---------- EXCERPT PROVIDED ----------

Then, after a few seconds, his worst fears were realised.
In one sudden bite, a three-metre grey nurse shark had wrapped its jaws around both his legs from the knee down, burying a tooth into a bone in his right leg.
Fearing his right calf muscle had been ripped from the bone, Mr Saunders jumped out of the way of another bite and made his way to shore.
‘‘It didn’t feel like a bite,’’ Mr Saunders told the Newcastle Herald on Monday from his bed at John Hunter Hospital.
‘‘It felt like I got hit by 240volts, an electric charge.
‘‘Then after a second I thought ‘I know what this is’.
‘‘I felt something on my other leg too and I thought he was taking a second bite but he wasn’t, he had both my legs in the one bite.’’
Mr Saunders said he was helping another crew of commercial fishermen, who had snared about 17 tonne of mullet in their nets off Crowdy Head about 3.30pm on Sunday, when they noticed three grey nurse sharks stuck in the nets.
‘‘A nice patch of fish was coming along and the boys had just shot them in, and as we were getting the net closer and closer to the shore we noticed a couple of grey nurses stuck in there,’’ Mr Saunders said.
‘‘When that happens you’ve got to stop operation and get them out, because if they die then each member of the crew gets fined $1000.
‘‘I dragged one of them to deep water so [he or she] could swim off. And once that one was out of the road and everything was clear, I went back to the back of the net where another mate was to give him a hand so the rest of the fish could get through.
‘‘And a shark just came from nowhere and latched on.
‘‘Once the adrenalin had worn off I was in excruciating pain.’’
He said he was sure there were four sharks in the area at the time of the attack – three caught in the nets and a fourth which appeared suddenly and bit him.

----------

- WHAT TO WORK ON -
• 1. According to the shark bite report, why does the crew have to stop the operation and free grey nurse sharks caught in the nets? Answer in one to three sentences.
• 2. In the shark bite report, how many sharks did Mr Saunders say were in the area when he was bitten?
The entries that come next have no connection to the shark bite report.

---------- DATA SHOWN ----------

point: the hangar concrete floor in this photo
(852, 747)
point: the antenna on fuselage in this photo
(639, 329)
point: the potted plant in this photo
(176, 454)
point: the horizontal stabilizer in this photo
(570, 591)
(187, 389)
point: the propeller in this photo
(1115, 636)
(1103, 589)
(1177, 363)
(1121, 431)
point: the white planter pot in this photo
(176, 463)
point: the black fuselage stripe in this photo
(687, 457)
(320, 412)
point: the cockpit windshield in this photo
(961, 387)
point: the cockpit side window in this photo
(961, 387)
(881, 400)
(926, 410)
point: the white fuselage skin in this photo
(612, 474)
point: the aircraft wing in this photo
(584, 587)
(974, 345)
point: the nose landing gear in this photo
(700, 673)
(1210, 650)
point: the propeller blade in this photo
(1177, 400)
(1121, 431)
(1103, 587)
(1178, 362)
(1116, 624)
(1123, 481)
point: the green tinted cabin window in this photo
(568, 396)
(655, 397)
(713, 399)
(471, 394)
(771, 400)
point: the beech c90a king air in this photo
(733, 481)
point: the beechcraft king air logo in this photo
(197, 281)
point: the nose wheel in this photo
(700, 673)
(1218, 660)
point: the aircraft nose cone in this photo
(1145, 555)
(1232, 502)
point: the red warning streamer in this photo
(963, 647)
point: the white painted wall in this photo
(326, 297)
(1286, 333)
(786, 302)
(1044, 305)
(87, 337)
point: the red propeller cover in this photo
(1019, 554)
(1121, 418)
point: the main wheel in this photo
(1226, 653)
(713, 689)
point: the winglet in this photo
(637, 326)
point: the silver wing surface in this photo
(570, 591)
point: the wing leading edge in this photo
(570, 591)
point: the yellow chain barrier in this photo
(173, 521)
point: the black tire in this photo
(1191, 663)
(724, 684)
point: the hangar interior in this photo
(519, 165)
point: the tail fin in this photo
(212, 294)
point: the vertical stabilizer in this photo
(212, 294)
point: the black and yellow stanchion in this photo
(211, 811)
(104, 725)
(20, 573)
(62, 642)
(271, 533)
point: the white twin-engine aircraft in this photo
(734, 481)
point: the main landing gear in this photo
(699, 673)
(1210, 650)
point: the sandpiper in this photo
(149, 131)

----------

- EXERCISE ANSWERS -
• 1. The crew has to stop and get the sharks out because if the sharks die, each member of the crew is fined $1000.

• 2. Four sharks: three caught in the nets and a fourth that appeared suddenly and bit him.